== WHAT THE TASK ASKS ==
Gather every line below that contains the word "silhouette", and copy each one in full.

== DATA TO USE ==
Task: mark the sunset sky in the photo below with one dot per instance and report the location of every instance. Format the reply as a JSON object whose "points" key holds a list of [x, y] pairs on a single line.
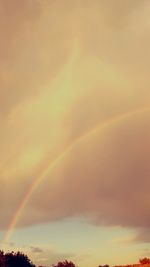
{"points": [[75, 130]]}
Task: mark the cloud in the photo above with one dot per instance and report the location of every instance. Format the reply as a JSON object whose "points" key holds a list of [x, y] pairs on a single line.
{"points": [[70, 68]]}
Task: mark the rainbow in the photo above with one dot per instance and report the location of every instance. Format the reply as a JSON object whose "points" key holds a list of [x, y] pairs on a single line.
{"points": [[49, 166]]}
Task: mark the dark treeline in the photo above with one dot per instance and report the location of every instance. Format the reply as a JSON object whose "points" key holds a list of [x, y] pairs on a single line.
{"points": [[19, 259]]}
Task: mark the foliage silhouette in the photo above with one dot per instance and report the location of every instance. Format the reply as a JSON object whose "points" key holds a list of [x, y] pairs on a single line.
{"points": [[12, 259]]}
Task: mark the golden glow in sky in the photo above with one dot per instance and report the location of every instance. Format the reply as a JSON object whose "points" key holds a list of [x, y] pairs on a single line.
{"points": [[75, 132]]}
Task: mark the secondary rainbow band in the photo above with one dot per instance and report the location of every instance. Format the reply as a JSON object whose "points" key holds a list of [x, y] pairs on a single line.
{"points": [[51, 165]]}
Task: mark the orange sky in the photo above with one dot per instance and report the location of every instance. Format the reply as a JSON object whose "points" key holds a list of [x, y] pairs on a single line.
{"points": [[67, 69]]}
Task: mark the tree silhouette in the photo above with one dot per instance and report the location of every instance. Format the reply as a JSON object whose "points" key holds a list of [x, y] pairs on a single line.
{"points": [[17, 259], [2, 259]]}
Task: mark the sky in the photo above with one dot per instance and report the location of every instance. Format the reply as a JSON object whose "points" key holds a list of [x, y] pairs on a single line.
{"points": [[74, 130]]}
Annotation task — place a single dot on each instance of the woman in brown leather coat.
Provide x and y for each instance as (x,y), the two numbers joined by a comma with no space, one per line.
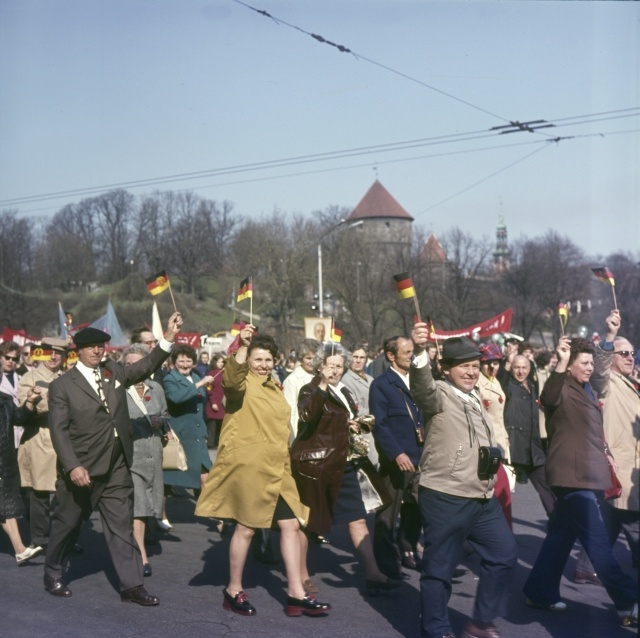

== TASK ANSWER ==
Task: mark the foliage silhouette in the photo above with one dot per instance and report the location of every instance. Format the reply as a JSON object whose "points" key holds a list of [x, y] pairs on a single line.
Task: mark the tree silhouette in the photo above with one dot per instance and report the location of every instance. Format the reply as a JSON object whose "points" key holds a list of [x, y] pairs on a single line.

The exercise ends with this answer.